Material provided:
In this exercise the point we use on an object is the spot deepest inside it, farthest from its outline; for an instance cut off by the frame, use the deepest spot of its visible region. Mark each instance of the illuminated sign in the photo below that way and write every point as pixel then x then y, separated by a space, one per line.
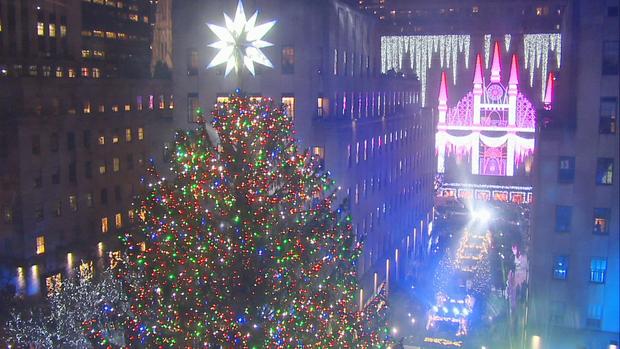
pixel 491 128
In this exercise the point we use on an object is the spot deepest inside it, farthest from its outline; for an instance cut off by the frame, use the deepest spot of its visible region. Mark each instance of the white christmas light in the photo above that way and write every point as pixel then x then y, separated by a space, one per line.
pixel 507 38
pixel 536 48
pixel 487 50
pixel 421 50
pixel 240 42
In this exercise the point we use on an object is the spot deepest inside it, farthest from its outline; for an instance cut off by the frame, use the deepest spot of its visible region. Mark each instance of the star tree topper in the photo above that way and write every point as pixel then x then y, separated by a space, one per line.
pixel 240 42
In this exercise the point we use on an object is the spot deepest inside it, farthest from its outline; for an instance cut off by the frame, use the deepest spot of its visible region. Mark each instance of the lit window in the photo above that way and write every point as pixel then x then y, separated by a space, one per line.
pixel 598 270
pixel 192 62
pixel 40 29
pixel 594 316
pixel 288 60
pixel 40 244
pixel 563 218
pixel 560 267
pixel 608 115
pixel 104 225
pixel 566 170
pixel 115 258
pixel 53 283
pixel 116 164
pixel 601 220
pixel 319 153
pixel 604 171
pixel 118 220
pixel 289 104
pixel 73 202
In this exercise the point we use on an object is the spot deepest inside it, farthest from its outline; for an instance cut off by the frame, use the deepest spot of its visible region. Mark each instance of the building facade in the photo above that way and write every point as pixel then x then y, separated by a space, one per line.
pixel 574 271
pixel 365 125
pixel 75 133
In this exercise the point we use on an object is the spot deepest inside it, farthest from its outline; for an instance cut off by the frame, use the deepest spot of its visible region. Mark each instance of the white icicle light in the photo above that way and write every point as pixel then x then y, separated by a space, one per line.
pixel 421 49
pixel 487 50
pixel 536 48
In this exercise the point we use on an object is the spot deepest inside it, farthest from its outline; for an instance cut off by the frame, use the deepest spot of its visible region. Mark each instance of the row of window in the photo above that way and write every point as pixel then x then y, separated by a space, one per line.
pixel 73 203
pixel 598 268
pixel 564 218
pixel 54 139
pixel 604 170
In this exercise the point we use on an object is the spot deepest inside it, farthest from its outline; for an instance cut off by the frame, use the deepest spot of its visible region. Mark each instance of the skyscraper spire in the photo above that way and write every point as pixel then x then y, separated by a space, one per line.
pixel 514 75
pixel 478 70
pixel 495 68
pixel 549 92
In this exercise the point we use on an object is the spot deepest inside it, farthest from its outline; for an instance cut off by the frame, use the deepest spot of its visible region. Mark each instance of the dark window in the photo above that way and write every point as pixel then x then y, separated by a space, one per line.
pixel 117 193
pixel 608 115
pixel 36 145
pixel 605 171
pixel 563 218
pixel 193 108
pixel 38 179
pixel 56 176
pixel 193 62
pixel 104 196
pixel 54 142
pixel 560 267
pixel 87 137
pixel 72 173
pixel 88 169
pixel 601 220
pixel 566 170
pixel 598 270
pixel 288 60
pixel 610 57
pixel 39 213
pixel 70 141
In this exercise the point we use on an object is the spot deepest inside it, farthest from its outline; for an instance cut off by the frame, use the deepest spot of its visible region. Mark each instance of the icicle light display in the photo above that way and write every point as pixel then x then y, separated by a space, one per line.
pixel 536 48
pixel 421 49
pixel 487 50
pixel 507 39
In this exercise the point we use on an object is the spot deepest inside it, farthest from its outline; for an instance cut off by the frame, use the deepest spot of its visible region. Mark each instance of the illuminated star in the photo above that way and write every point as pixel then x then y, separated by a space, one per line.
pixel 240 41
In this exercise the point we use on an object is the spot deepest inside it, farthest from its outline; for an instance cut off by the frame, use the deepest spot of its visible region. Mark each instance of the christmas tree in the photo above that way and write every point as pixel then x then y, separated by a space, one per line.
pixel 244 245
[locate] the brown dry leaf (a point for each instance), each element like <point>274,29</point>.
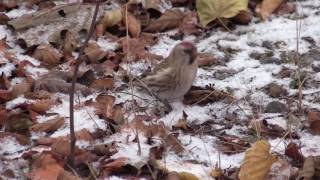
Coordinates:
<point>136,49</point>
<point>65,175</point>
<point>134,25</point>
<point>49,126</point>
<point>279,170</point>
<point>21,70</point>
<point>182,123</point>
<point>257,161</point>
<point>5,84</point>
<point>206,59</point>
<point>267,7</point>
<point>202,96</point>
<point>308,170</point>
<point>45,167</point>
<point>4,19</point>
<point>83,157</point>
<point>18,121</point>
<point>285,8</point>
<point>20,89</point>
<point>69,42</point>
<point>189,25</point>
<point>5,95</point>
<point>169,20</point>
<point>104,105</point>
<point>172,143</point>
<point>61,146</point>
<point>314,121</point>
<point>114,165</point>
<point>54,85</point>
<point>244,17</point>
<point>268,130</point>
<point>187,176</point>
<point>3,116</point>
<point>314,116</point>
<point>94,52</point>
<point>41,106</point>
<point>216,172</point>
<point>23,140</point>
<point>47,54</point>
<point>293,151</point>
<point>209,10</point>
<point>109,18</point>
<point>231,144</point>
<point>153,4</point>
<point>149,39</point>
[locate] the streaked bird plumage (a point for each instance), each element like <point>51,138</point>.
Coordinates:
<point>172,78</point>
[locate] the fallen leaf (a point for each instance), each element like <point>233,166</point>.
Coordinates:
<point>48,126</point>
<point>3,116</point>
<point>109,18</point>
<point>20,89</point>
<point>134,25</point>
<point>45,167</point>
<point>23,140</point>
<point>19,122</point>
<point>308,170</point>
<point>267,7</point>
<point>314,121</point>
<point>231,144</point>
<point>169,19</point>
<point>149,39</point>
<point>3,18</point>
<point>294,152</point>
<point>47,54</point>
<point>104,105</point>
<point>189,24</point>
<point>257,161</point>
<point>243,17</point>
<point>281,169</point>
<point>285,8</point>
<point>65,175</point>
<point>114,165</point>
<point>209,10</point>
<point>182,123</point>
<point>94,52</point>
<point>41,106</point>
<point>134,48</point>
<point>61,147</point>
<point>187,176</point>
<point>69,42</point>
<point>202,96</point>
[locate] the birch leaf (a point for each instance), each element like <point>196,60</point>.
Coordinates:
<point>209,10</point>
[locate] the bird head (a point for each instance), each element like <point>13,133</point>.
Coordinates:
<point>184,53</point>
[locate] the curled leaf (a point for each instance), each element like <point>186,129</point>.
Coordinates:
<point>209,10</point>
<point>257,161</point>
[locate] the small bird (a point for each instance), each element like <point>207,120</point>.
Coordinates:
<point>172,78</point>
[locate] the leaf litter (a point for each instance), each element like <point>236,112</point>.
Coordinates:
<point>123,133</point>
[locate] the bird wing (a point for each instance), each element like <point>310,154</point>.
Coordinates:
<point>162,80</point>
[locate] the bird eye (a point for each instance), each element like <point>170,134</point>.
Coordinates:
<point>187,51</point>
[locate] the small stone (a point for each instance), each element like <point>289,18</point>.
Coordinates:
<point>275,107</point>
<point>275,90</point>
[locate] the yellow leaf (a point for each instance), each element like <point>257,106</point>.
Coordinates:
<point>111,18</point>
<point>257,161</point>
<point>209,10</point>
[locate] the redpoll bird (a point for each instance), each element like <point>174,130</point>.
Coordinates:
<point>172,78</point>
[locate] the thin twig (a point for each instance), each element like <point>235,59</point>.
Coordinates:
<point>78,62</point>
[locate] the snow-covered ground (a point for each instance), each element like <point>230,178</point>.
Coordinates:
<point>248,84</point>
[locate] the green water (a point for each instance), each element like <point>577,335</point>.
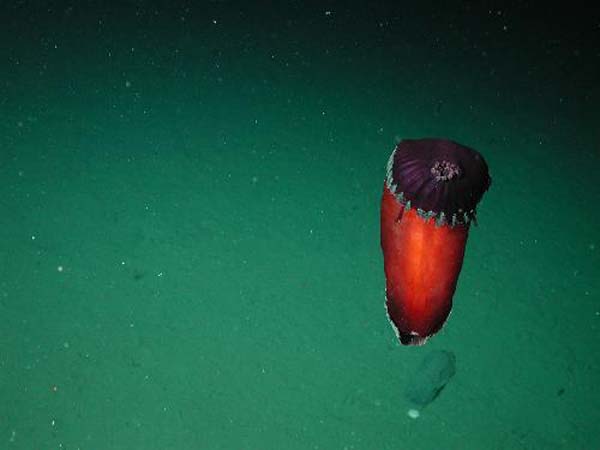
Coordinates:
<point>189,225</point>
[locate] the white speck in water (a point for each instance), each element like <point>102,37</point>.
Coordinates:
<point>413,413</point>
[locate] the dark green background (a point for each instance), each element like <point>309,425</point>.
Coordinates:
<point>208,177</point>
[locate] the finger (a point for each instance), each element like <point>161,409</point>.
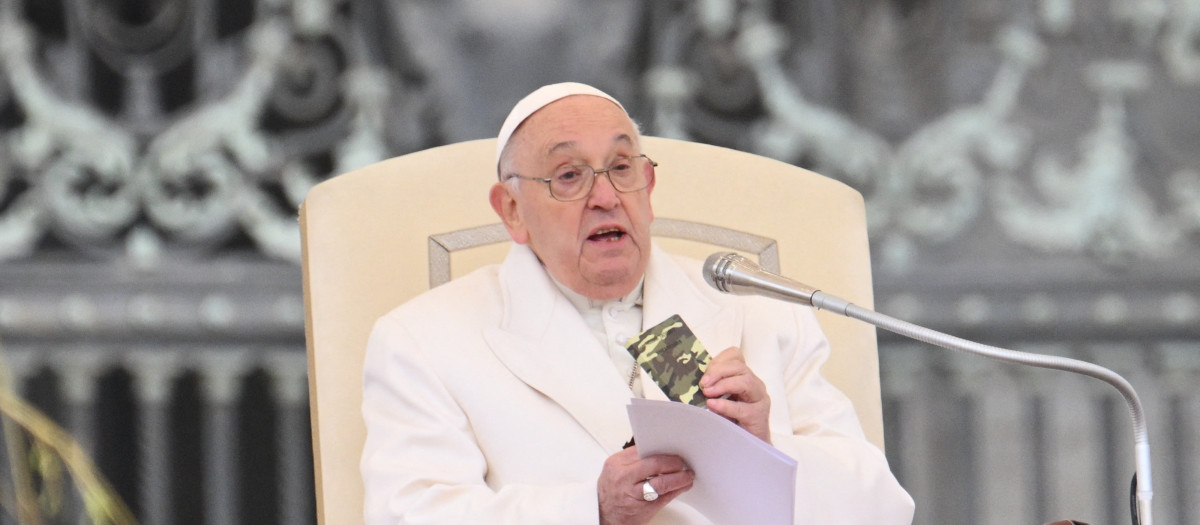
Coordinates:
<point>673,482</point>
<point>659,465</point>
<point>725,364</point>
<point>729,409</point>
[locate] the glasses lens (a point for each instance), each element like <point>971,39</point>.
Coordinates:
<point>628,174</point>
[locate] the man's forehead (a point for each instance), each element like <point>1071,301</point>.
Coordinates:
<point>540,98</point>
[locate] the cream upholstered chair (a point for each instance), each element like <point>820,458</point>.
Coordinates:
<point>383,234</point>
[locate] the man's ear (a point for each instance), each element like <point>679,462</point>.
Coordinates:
<point>504,203</point>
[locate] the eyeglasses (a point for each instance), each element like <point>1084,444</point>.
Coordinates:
<point>574,182</point>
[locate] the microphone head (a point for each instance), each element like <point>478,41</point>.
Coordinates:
<point>717,269</point>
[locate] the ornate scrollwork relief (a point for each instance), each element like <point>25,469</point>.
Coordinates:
<point>180,126</point>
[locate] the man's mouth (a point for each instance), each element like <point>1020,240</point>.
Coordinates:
<point>606,235</point>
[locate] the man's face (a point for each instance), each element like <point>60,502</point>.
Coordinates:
<point>598,246</point>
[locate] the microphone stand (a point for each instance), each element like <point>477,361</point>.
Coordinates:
<point>753,279</point>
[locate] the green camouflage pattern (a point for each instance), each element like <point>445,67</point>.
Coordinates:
<point>673,357</point>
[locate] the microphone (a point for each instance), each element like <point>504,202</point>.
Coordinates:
<point>737,275</point>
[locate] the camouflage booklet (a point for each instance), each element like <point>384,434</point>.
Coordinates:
<point>673,357</point>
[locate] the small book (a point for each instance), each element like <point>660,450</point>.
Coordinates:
<point>672,355</point>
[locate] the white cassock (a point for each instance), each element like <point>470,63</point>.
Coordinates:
<point>489,400</point>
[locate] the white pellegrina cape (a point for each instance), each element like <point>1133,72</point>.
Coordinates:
<point>489,400</point>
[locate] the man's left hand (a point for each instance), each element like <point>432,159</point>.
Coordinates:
<point>748,404</point>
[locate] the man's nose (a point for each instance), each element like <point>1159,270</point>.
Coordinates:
<point>603,193</point>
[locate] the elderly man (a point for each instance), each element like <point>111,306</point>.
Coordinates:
<point>501,397</point>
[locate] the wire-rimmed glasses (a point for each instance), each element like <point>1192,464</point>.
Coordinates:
<point>575,181</point>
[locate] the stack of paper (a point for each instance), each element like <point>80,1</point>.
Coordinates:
<point>739,478</point>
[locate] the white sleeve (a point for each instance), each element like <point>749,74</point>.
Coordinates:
<point>421,463</point>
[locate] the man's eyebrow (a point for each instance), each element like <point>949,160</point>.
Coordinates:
<point>570,144</point>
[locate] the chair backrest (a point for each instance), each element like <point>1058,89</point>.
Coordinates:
<point>371,237</point>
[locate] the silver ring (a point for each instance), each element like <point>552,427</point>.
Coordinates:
<point>648,492</point>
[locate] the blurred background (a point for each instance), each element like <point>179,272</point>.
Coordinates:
<point>1031,170</point>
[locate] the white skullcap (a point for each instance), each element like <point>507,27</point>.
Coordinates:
<point>538,100</point>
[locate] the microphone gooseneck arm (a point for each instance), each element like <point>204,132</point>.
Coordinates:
<point>733,273</point>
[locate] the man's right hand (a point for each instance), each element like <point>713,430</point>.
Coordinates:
<point>619,487</point>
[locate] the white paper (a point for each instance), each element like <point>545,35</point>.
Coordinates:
<point>739,478</point>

Description of the task:
Could you retype exactly the lines above, starting at the line that contains "of the icicle" and ending at the line that contains "[locate] the brown", and nothing more?

Your response:
In this exercise the point we use on an object is the spot deepest inside it, farthest from its outline; for an instance cut off by the frame, use the deepest spot of its visible region. Mark each instance of the icicle light display in the photo above that way and write every point as pixel then x then y, separated by a space, one per line.
pixel 536 48
pixel 421 49
pixel 487 50
pixel 507 39
In this exercise the point we use on an object is the spot deepest inside it, farthest from its outline; for an instance cut off by the frame, use the deepest spot of its visible region. Mark each instance of the illuminated star in the photo above that way and write every point as pixel then x then y, separated by a space, one per line.
pixel 240 41
In this exercise the point we use on an object is the spot deepest inside it, farthest from its outline; for an instance cut off by the frame, use the deepest spot of its visible region. Mark each instance of the christmas tree in the photo above that way and write every point as pixel then x then y, separated by a space, one per line.
pixel 244 245
[locate] the brown dry leaf (a point for each instance), each element like <point>274,29</point>.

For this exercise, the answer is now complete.